_Task brief_
Quote the listing below word for word, starting at its first line and ending with the line that contains "[89,142,109,167]".

_Raw data_
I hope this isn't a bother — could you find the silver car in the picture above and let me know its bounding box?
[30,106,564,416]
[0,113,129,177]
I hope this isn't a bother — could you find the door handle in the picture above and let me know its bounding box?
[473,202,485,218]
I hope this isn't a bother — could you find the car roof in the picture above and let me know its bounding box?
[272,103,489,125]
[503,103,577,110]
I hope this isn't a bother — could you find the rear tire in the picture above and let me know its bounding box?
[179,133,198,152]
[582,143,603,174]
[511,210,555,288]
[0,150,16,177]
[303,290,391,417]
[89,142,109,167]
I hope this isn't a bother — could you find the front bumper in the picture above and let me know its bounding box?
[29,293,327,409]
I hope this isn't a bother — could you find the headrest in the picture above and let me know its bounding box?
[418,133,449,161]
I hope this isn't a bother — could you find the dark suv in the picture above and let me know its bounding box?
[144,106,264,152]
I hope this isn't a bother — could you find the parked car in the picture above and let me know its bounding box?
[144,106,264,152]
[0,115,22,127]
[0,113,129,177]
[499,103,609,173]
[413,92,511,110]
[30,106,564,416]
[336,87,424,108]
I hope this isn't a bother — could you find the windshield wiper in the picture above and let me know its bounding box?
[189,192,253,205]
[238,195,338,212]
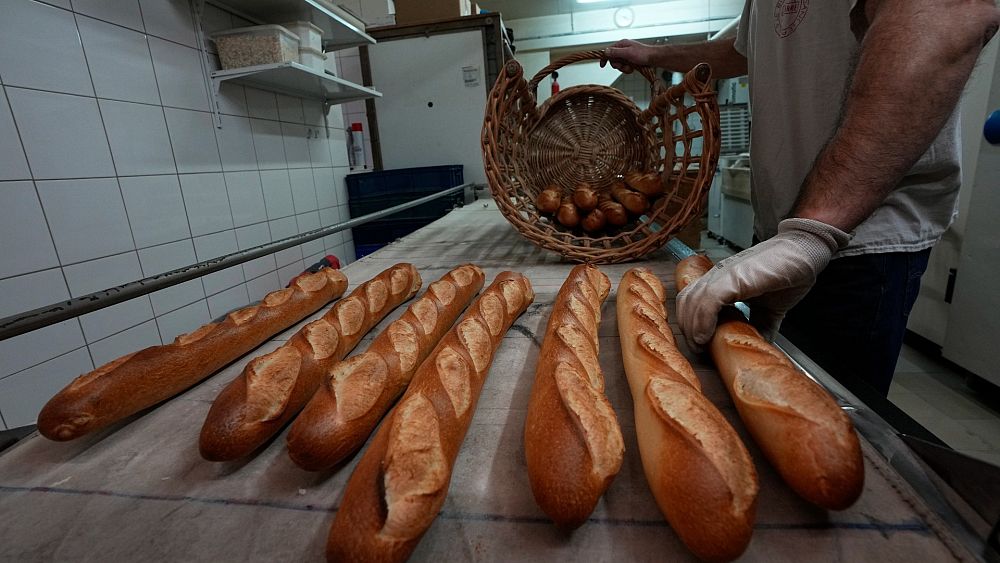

_Answer for this exercise_
I hope this isn't a bother — could you find the silver car in the picture above and let me know its bounding box?
[30,106,564,416]
[0,113,129,177]
I hope this isn't a bother — could you find the door handle in the picture above and let me know its bounding box?
[473,202,485,218]
I hope this isn't a bother — could you find the car roof in the picture above and let me know its bounding box?
[272,103,489,125]
[503,103,577,110]
I hope this isn't a bother — could you find the rear tire in the picture above and let me know its bounding box?
[179,133,198,152]
[582,143,603,174]
[511,210,555,288]
[0,150,16,177]
[303,290,391,417]
[89,142,109,167]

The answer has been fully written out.